** Opening Provided records block **

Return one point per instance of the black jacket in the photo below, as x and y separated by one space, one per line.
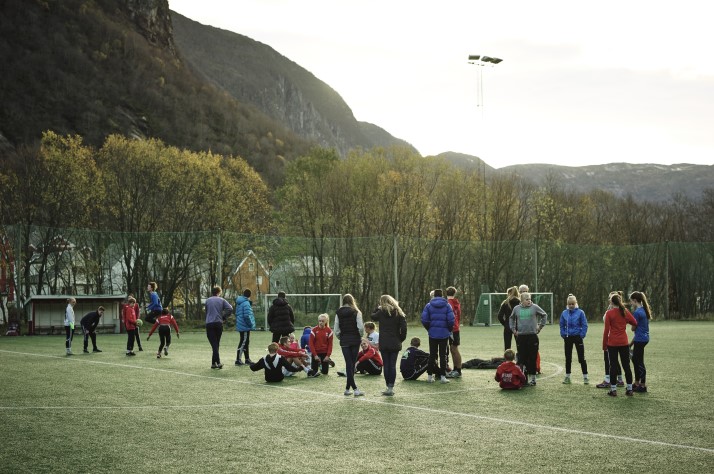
281 319
392 330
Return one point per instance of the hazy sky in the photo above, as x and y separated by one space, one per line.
580 83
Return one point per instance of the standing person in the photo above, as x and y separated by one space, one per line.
129 316
508 375
614 339
642 315
526 321
573 328
89 323
216 310
245 323
320 344
438 319
349 329
137 335
414 361
164 323
393 327
281 319
606 356
69 324
504 313
153 309
455 338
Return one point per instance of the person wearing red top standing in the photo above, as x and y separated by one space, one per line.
614 340
321 338
130 324
164 323
455 338
509 375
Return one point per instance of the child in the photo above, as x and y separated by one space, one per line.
274 365
130 325
371 334
164 323
414 361
508 375
321 338
368 359
296 357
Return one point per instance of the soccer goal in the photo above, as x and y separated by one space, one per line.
306 307
490 303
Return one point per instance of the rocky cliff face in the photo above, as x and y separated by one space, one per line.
153 19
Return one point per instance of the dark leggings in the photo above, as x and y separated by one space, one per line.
164 337
390 367
638 361
624 353
214 331
576 341
437 348
350 355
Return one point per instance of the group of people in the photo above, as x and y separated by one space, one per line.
524 319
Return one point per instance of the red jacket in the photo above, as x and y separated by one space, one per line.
456 307
129 317
615 333
510 376
370 353
164 320
321 340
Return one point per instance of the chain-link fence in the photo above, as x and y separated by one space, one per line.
677 277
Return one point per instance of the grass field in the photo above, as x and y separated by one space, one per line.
111 413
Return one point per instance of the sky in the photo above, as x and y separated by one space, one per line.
581 83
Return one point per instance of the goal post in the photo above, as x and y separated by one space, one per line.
306 307
490 303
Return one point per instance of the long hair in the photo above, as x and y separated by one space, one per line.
349 300
616 300
642 299
390 305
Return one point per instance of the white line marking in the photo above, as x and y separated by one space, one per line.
382 401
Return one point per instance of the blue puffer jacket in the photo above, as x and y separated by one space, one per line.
245 321
438 318
573 323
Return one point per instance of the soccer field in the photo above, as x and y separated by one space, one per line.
105 412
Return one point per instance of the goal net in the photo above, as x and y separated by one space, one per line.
490 303
306 307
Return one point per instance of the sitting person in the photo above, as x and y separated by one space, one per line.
414 361
368 359
508 375
274 365
297 357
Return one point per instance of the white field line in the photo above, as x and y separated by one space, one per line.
381 401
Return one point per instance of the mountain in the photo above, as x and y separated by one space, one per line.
256 74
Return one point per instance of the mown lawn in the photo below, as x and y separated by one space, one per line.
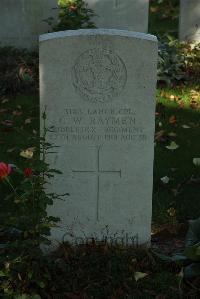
177 120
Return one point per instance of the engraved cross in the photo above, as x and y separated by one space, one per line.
98 172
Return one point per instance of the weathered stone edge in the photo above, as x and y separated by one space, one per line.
89 32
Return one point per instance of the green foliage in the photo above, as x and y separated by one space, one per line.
18 70
73 14
178 62
164 17
25 225
190 259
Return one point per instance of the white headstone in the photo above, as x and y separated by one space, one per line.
99 90
22 21
121 14
189 25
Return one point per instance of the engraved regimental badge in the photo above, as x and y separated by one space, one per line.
99 75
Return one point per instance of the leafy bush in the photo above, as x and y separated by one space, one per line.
190 258
18 70
73 14
178 62
25 224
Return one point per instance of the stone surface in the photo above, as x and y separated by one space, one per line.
21 21
98 87
121 14
189 26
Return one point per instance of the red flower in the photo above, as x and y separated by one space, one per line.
28 172
5 170
72 8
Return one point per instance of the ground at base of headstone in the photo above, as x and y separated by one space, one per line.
100 271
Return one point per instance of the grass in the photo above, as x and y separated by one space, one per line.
176 108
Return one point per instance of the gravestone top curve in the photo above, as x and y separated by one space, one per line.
87 32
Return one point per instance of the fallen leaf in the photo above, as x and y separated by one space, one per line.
28 153
165 179
181 274
171 212
11 150
172 120
181 104
159 134
16 113
196 161
174 169
172 146
27 121
4 101
185 127
172 134
139 275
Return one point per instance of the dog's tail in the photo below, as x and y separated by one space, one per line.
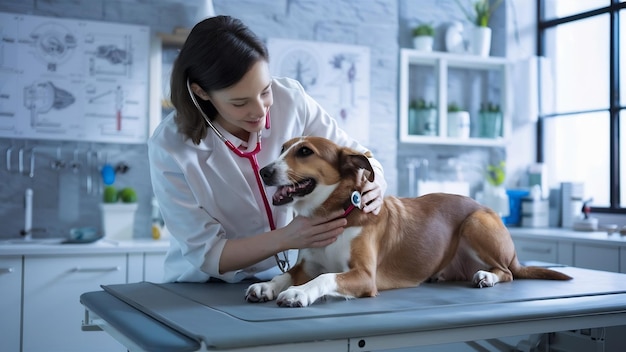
536 272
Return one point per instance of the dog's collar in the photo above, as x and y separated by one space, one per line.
355 202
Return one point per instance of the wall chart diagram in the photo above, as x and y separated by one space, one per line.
64 79
336 75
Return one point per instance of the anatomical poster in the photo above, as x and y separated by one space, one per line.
63 79
337 76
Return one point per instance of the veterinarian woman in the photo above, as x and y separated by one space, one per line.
206 179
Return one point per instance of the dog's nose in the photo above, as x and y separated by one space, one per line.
267 173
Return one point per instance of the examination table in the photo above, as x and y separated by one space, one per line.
214 316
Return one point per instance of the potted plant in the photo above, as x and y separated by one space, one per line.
458 122
423 37
118 212
494 192
480 41
422 117
490 121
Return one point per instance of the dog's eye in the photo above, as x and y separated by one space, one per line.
304 151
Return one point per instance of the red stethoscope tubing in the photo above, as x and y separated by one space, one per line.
283 264
251 156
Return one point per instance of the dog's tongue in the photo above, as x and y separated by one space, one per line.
283 195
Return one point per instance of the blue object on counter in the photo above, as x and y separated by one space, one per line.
108 174
515 206
83 235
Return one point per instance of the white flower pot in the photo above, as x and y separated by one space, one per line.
118 220
480 41
458 124
423 43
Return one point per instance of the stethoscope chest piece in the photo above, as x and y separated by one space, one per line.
355 199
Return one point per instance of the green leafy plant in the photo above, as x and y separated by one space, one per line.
496 173
421 104
424 30
482 11
113 195
489 107
454 107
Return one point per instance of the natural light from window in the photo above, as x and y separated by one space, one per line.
576 146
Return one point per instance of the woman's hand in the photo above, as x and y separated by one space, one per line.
303 232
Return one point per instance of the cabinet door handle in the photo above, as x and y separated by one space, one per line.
79 269
537 250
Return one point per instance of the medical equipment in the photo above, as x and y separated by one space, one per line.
283 264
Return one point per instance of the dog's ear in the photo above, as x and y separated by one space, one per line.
350 163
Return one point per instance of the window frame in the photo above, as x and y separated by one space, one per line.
613 10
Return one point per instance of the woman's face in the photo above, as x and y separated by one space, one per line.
242 107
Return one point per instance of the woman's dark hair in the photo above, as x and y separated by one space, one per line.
217 54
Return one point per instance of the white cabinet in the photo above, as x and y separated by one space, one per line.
10 302
544 251
597 257
444 78
153 267
52 310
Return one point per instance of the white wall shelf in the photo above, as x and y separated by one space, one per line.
440 64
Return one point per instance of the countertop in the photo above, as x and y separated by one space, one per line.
105 246
561 234
102 246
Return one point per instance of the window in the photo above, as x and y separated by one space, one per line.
584 108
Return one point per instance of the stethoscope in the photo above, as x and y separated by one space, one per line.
283 264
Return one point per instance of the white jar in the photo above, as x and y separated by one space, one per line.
458 124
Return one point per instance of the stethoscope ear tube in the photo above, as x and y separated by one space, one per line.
283 264
206 118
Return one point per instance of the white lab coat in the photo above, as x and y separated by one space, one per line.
208 195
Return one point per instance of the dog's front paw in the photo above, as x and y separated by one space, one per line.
260 292
293 297
484 279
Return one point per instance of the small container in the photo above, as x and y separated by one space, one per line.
118 220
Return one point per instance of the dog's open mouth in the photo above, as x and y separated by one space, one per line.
284 194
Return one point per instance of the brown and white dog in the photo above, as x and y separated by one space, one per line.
434 237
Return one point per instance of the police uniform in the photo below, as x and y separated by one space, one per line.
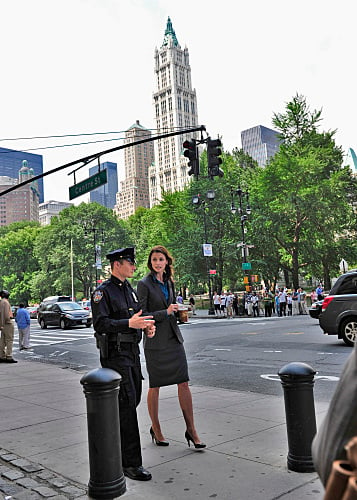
113 303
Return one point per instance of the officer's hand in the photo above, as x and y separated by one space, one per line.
138 321
172 308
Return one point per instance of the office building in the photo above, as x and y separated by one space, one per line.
175 108
261 143
106 194
11 162
49 209
22 203
134 191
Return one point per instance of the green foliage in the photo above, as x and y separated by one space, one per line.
18 262
302 223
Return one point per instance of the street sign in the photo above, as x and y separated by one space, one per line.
207 249
88 184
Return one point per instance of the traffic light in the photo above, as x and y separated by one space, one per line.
191 152
213 156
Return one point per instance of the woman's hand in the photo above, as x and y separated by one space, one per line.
172 308
150 331
142 322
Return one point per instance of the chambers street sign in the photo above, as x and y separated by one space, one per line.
88 185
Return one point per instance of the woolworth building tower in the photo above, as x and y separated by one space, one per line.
175 108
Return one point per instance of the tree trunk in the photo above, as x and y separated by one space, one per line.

** Closing Provided records block **

Exercise objective
Begin with the line containing "Return one point per instance of the chambers" and repeat each line exactly until the records above end.

Result
Return one point per instance of the chambers street sign in the photo above, as x and y separated by one space, one per line.
88 185
Return one point per instance of the woolworth building tower in the photo above, as x and y separated by one space, one per line.
175 108
Return one point per instance of the tree trunk in the photo above, as x and y separated by one space, one per line.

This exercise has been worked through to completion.